------ Records ------

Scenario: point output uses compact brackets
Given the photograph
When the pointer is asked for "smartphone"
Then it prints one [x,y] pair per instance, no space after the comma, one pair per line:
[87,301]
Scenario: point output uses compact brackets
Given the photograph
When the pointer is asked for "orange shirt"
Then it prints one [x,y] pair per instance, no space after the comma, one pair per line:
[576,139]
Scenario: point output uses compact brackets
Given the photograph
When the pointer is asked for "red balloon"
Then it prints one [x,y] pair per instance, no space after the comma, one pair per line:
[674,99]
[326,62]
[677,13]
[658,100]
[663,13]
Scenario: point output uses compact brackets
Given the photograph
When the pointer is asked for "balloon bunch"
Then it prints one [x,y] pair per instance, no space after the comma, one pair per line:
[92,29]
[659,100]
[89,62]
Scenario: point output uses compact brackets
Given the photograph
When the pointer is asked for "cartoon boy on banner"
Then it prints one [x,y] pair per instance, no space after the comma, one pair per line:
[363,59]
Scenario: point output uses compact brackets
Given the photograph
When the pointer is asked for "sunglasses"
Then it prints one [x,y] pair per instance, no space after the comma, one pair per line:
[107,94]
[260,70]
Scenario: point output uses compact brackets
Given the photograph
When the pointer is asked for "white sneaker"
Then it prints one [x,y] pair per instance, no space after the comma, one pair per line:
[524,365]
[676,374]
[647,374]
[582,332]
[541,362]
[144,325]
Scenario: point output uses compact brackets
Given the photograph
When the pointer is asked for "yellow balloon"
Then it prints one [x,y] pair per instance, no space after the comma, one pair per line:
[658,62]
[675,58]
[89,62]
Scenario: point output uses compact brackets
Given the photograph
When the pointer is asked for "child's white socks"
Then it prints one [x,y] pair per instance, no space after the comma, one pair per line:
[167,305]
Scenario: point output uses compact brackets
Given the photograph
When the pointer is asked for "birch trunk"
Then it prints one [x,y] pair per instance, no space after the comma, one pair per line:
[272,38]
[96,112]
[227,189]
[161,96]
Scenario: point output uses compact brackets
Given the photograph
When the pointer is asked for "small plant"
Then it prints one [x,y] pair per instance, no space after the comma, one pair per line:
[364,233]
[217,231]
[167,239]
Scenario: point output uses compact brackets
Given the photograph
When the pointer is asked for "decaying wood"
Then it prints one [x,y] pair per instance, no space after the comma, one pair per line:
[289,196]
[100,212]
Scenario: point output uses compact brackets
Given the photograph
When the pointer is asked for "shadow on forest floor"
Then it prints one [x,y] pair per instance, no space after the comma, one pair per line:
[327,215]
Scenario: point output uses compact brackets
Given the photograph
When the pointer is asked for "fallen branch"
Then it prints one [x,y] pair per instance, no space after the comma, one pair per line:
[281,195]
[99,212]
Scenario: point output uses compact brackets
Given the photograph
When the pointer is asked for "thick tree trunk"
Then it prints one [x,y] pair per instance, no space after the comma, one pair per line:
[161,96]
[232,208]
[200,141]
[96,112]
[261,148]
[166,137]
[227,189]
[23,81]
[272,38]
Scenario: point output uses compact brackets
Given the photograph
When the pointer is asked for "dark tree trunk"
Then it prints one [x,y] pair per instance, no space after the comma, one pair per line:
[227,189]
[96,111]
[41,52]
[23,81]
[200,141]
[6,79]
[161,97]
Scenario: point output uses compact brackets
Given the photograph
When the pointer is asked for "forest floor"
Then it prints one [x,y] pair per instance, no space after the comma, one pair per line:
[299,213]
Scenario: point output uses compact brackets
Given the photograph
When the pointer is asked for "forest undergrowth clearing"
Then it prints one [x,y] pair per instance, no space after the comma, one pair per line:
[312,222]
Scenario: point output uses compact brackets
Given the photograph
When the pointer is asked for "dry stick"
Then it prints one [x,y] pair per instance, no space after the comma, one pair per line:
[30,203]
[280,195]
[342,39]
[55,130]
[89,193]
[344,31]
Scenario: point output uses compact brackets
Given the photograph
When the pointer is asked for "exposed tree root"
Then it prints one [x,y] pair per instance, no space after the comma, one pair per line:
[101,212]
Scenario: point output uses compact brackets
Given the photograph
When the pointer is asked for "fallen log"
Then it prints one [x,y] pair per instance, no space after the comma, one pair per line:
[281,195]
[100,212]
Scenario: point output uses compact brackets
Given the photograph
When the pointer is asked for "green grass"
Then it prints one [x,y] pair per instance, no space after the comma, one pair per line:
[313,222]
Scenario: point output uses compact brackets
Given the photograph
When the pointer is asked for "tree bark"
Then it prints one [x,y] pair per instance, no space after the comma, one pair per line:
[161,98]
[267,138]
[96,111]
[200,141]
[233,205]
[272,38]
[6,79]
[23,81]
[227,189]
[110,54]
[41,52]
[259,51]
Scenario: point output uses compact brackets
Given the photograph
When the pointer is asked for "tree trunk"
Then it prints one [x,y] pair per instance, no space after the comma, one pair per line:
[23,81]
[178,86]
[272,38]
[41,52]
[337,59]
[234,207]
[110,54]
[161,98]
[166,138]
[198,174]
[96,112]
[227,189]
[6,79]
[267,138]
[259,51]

------

(Exercise goal) The records above must be transcribed line for line, exactly.

(Output of the task)
Scenario: point output uses compact brackets
Given the photograph
When the pointer is asked for "smartphone"
Then it prints one [x,y] pair per instance, no space after the comma, one pair per line:
[87,301]
Scenario: point output uses compact brackets
Given the photograph
When the pointer is asked for "orange shirt"
Then it prints one [x,y] pair per instance, no space after the comma, one pair per line:
[576,139]
Scenario: point output uses compact brackets
Given the photograph
When the pointer is asked for "red balloon"
Then it prints one [x,y] pair per instance, no space after the comma, one pair per line:
[674,99]
[326,62]
[677,13]
[658,100]
[663,13]
Scenario: point output uses compact brackets
Given the photograph
When the pointer is asked for "balloon bunch"
Then it prints one [x,y] pair per instance, no space after the comma, one pair per line:
[92,29]
[659,100]
[89,62]
Scenario: point output uses compact brackets
Given the photograph
When the pointer is asked for "cartoon boy on banner"
Then it prints one [x,y] pair per instance, no space after the comma, one pair per line:
[363,59]
Scenario: point output uses compact brackets
Given the photograph
When the pointer is asked for "sunglasses"
Then it prints one [x,y] pair per instance, no space after the comma, one pair per line:
[107,94]
[260,70]
Scenario: point output uses compact brackets
Given the photograph
When the pointer is asked for "white sneaker"
Then it prints one [x,y] pair per instance, no space after the comma, one pair per line:
[524,365]
[676,374]
[647,374]
[582,332]
[541,362]
[144,325]
Scenario: point output uses compact brackets
Given the photograph
When the pointer is asked for "yellow balloon"
Then it prints one [x,y] pair per instance, no space after the comma, one pair per line:
[658,62]
[675,58]
[89,62]
Scenario: point output uses compact brackets
Given the photograph
When the pointer is asked for "child's white socks"
Then it prints one [x,y] pair per instance, no space after the comma, one pair per line:
[167,305]
Scenario: point output uses compact brackets
Given the photograph
When the pointer is asked for "birch trunk"
Then it prints one [x,y] pair per instance, no space after the comma, one pair per line:
[272,38]
[96,112]
[227,189]
[161,96]
Scenario: point output uses compact brackets
Given the photograph
When the pointer is asked for "small plant"
Then it prints one [x,y] pair per instance, no space after the comma, one pair per line:
[364,233]
[217,231]
[167,239]
Scenario: point output uses compact brackets
Given the photograph
When the pointer is asked for "decaying wood"
Then it prints one [x,y] pair per instance, no space after the comma, one pair per line:
[289,196]
[100,212]
Scenario: point output uses compact brackets
Given the photograph
When the pointer is asked for "shadow on forest floor"
Then it prints one [x,y] pair per instance, no space after the comma, one pair per line:
[327,215]
Scenario: point output uses compact brackets
Given the photograph
When the pointer is asked for "fallen branch"
Then it prints one [x,y] pair per instance, no space after the comma, one pair per line:
[281,195]
[99,212]
Scenario: point output uses compact brackets
Given the photograph
When the pointer is asked for "thick tree trunk"
Then it prints one [x,y] pair per instance, no space after the comma, one pair per line:
[161,96]
[232,208]
[200,141]
[96,112]
[261,148]
[166,137]
[227,189]
[23,81]
[272,38]
Scenario: point output uses compact brackets
Given the photograph
When the pointer is asked for "dark tree trunk"
Then it prints one [x,y] pair per instance, no space after the comma, one pair per line:
[227,189]
[96,111]
[41,52]
[23,81]
[200,141]
[6,79]
[161,97]
Scenario: point output uses compact brackets
Given the photograph
When the pointer is asked for "forest floor"
Then it prints one [x,y] pair per instance, no space after the comma, one pair per line:
[299,213]
Scenario: point output uses compact brackets
Given the photograph
When the pointer is asked for "forest undergrowth clearing"
Then it prints one [x,y] pair per instance, no space after the comma, one pair per line:
[312,222]
Scenario: point output uses compact brackets
Given the photograph
When the pointer is asked for "dry stick"
Then it prints one [x,y] pair per instance, no space after the comma, one pair per line:
[30,203]
[280,195]
[342,39]
[55,130]
[89,193]
[344,31]
Scenario: point output uses compact brackets
Given the photograph
When the pointer is asked for "exposed tree root"
Then it prints one [x,y] pair per instance, no space after the comma, one pair per line:
[101,212]
Scenario: point output uses compact brackets
Given the photograph
When the pointer is asked for "fallen log"
Then it prints one [x,y] pair per instance, no space after the comma, one pair per line:
[281,195]
[100,212]
Scenario: point output uses compact brackets
Given the photograph
When the pointer is asked for "green grass"
Then it prints one [x,y] pair per instance, no space after the comma, one pair per line:
[313,222]
Scenario: point output uses compact brackets
Given the photograph
When the pointer is asked for "tree bark"
Then it prints one [x,y] pair per instance, no space after the comma, one pair per line:
[161,98]
[267,138]
[96,111]
[200,141]
[233,205]
[272,38]
[6,79]
[23,81]
[227,189]
[110,54]
[41,52]
[259,51]
Scenario: point output uses compact brackets
Given the photograph
When the pointer is asked for "tree trunk"
Then it prints one [x,y] pair per instance, no space after the comma, one pair per line:
[23,81]
[178,86]
[272,38]
[41,52]
[337,59]
[234,207]
[110,54]
[161,98]
[166,138]
[198,174]
[96,112]
[227,189]
[6,79]
[267,138]
[259,51]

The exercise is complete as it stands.